◆ Exercises:
**a)** Using the description of The Unknown Soldier, explain in one to three sentences why Linna's novel was recognized as truer than history.
**b)** Carry on writing the description of The Unknown Soldier, starting after its final sentence.

◆ Selected excerpt:
########################################

The Finnish masterpiece of men at war
One of Finland’s best-loved literary masterpieces, Väinö Linna’s The Unknown Soldier follows a ramshackle troop of machine-gunners in the Second World War, in mobilization in 1941 through Finland’s defeat to The Soviet Union, three years later. As these very different men, from across the country, and all walks of life, argue, joke, swear, cadge a loaf of bread of a cigarette, and combat both boredom and horror in the swamps and pine forests, the war will make or break them. They are the unknown soldiers.
Weaving together the wartime songs, propaganda and dialogue that characterized life on the front, Linna’s novel distilled the historical moment into a searing fiction that was instantly recognized as truer than history. Upon its publication in 1954, the novel achieved, in the words of its dumbstruck publisher, “greater success than any book in our country, ever“. Gritty and unromantic in its depiction of battle, told with a documentary-like realism, The Unknown Soldier also honours the dogged determination of a country, and the bonds of brotherhood forged between men at war, as they fight for their lives.
The Unknown Soldier has sold more than 700.000 copies in Finland only and the novel has been turned into three films (1955, 1985, 2017). The latest film saw the daylight in December 2017, when Finland celebrated its 100 years of independence.

########################################

◆ Dataset entries:
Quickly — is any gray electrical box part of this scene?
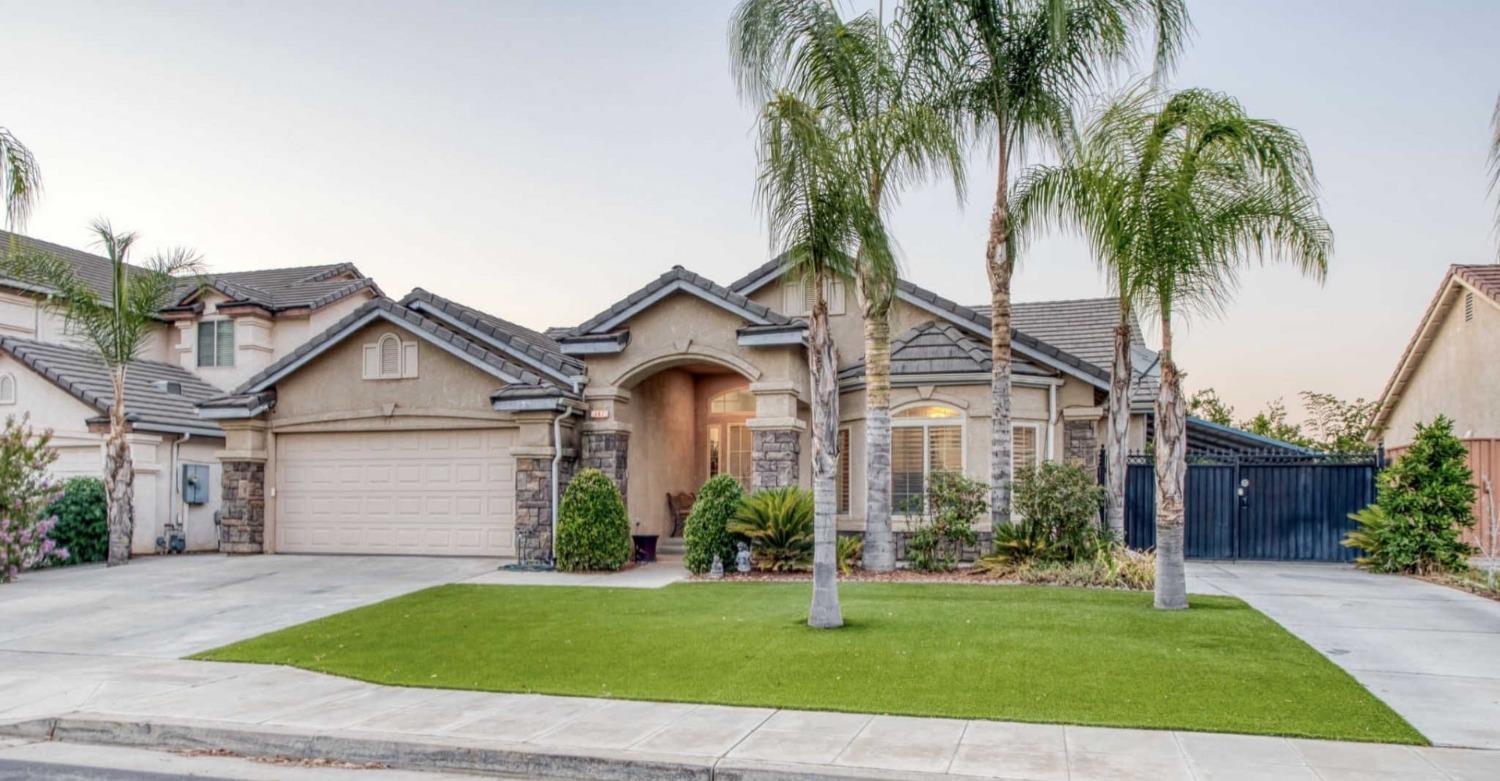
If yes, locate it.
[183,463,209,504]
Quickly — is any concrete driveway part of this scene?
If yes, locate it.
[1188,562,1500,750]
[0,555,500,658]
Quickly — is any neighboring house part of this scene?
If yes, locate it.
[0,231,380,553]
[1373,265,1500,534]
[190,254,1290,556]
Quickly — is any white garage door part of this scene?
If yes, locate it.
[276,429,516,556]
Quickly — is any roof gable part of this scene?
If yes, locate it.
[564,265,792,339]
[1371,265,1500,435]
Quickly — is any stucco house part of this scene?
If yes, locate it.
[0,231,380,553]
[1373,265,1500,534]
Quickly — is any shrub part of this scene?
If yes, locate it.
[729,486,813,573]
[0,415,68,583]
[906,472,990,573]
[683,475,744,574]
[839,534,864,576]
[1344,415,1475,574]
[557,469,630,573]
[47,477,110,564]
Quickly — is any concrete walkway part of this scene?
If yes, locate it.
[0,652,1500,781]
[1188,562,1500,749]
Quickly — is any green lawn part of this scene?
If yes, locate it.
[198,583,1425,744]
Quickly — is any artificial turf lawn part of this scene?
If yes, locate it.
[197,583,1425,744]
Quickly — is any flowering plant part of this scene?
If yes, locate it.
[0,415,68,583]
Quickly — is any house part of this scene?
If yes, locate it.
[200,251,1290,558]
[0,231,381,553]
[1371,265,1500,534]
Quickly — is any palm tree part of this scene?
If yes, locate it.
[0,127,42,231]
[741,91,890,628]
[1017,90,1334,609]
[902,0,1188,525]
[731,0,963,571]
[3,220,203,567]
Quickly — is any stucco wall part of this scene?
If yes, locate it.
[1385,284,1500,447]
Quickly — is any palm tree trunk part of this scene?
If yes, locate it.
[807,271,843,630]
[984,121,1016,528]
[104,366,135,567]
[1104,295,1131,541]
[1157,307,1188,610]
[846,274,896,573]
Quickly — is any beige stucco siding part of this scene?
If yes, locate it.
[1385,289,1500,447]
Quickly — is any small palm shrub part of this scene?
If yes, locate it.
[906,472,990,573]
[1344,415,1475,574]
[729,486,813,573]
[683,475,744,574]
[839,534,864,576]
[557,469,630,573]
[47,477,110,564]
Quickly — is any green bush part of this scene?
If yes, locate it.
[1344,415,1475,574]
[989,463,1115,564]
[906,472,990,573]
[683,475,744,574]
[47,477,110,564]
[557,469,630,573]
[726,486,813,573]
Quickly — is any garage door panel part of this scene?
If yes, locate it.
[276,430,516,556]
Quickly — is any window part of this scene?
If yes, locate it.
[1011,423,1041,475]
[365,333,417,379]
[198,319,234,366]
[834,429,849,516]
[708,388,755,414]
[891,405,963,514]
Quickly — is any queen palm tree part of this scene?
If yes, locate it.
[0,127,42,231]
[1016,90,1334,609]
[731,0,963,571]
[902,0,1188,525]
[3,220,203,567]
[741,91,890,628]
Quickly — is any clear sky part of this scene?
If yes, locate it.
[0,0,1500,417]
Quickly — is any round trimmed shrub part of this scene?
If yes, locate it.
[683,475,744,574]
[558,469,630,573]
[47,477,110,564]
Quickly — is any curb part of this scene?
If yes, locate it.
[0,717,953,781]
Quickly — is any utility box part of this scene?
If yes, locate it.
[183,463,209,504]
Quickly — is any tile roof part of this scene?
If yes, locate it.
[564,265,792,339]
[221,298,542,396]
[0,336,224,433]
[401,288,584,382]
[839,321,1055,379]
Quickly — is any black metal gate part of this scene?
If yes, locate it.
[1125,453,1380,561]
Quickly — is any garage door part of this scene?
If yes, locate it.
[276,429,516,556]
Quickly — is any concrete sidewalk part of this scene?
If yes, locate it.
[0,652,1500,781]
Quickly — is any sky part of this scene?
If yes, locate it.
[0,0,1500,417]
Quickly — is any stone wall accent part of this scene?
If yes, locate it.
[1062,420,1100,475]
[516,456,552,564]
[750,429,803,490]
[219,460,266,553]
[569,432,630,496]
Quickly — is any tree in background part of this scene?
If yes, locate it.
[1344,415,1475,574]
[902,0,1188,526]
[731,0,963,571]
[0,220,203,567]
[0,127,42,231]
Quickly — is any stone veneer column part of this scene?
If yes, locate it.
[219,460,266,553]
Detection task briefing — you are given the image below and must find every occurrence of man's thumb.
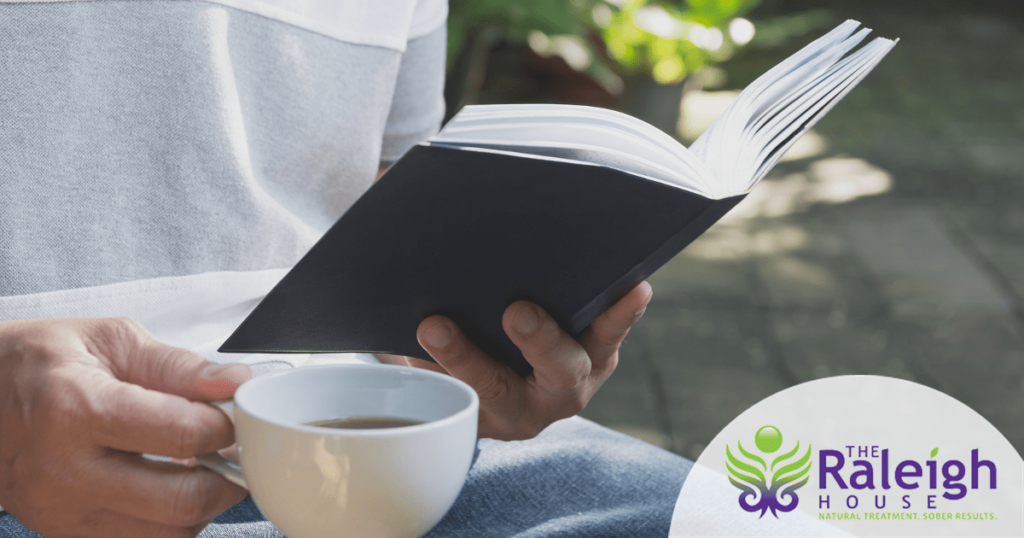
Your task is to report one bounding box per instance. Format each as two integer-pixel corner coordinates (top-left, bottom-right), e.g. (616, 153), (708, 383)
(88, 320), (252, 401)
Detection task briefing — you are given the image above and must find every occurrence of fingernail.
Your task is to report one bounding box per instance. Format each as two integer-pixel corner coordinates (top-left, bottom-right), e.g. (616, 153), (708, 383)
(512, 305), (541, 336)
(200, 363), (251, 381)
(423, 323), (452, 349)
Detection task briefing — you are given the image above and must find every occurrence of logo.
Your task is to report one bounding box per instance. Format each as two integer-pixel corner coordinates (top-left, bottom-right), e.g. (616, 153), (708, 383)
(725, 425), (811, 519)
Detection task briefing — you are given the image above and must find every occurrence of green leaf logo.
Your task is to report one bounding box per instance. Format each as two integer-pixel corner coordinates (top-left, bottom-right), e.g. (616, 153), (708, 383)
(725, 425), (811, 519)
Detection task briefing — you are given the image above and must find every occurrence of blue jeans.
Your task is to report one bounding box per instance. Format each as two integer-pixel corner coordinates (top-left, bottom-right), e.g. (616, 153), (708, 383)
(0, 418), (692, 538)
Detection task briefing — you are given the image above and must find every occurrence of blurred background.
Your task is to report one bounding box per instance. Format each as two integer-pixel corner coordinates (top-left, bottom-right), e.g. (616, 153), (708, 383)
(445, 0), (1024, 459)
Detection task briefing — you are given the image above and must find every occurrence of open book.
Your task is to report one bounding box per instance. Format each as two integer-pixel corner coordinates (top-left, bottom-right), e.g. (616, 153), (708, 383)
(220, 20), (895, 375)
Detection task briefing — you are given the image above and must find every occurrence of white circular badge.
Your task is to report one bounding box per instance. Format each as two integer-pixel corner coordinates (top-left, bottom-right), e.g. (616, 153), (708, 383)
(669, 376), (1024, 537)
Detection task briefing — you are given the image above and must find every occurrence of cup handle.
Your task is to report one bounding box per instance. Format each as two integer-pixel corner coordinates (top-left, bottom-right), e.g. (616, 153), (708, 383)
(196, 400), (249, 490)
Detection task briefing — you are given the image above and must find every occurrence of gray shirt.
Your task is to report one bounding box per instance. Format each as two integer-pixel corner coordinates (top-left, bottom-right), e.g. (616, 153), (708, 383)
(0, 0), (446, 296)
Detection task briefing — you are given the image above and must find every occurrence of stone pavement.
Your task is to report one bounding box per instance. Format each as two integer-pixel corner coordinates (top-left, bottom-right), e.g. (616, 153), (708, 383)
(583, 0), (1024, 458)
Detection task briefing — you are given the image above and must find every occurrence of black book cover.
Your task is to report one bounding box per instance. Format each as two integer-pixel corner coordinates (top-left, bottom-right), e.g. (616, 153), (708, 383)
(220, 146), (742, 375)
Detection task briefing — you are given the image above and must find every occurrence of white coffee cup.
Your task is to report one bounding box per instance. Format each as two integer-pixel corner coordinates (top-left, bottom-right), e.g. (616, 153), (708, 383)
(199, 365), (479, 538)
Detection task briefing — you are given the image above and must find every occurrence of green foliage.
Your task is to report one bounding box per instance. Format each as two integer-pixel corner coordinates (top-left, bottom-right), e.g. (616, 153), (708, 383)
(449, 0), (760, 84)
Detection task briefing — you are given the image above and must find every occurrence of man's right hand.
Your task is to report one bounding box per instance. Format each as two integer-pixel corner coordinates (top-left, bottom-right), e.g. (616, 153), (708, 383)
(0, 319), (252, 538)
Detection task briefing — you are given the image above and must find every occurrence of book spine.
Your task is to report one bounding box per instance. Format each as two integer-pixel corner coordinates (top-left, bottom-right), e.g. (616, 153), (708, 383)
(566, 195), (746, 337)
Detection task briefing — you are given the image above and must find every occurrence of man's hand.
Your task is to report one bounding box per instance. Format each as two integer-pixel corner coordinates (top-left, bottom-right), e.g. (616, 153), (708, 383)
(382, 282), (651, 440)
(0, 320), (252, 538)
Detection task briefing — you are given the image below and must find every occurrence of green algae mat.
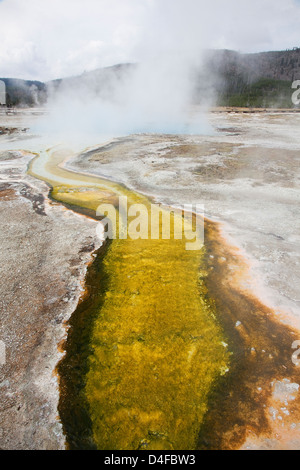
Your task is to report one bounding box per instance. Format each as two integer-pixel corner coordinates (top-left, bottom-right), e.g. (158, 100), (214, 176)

########################################

◆ Responses by task:
**a)** Linna wove together the wartime songs, propaganda and dialogue that characterized life on the front. In doing so, the novel distilled the historical moment into a searing fiction, and it was instantly recognized as truer than history.

**b)**
A new English translation of the novel was published by Penguin Classics in May 2015, entitled Unknown Soldiers, translated by Liesl Yamaguchi. Unknown Soldiers is the only Finnish novel published in this prestigious series.
Martti Mykkänen (1926-2008), who designer the iconic cover, is a renowned Finnish graphic designer, who has created over 450 book covers and posters, marking the peak of Finnish postwar graphic art.
The Unknown Soldier has been translated to English, French, German, Italian, Spanish, Swedish, Norwegian, Danish, Icelandic, Russian, Hebrew, Czech, Hungarian, Dutch, Greek, Croatian, Chinese, Latvian, Estonian, and Polish. Many of the translations were made in the 1950’s and in the last decades of the 20th century. A new Russian translation of this this great masterpiece was published in December 2017 to honour the Centenary of Finland’s Independence.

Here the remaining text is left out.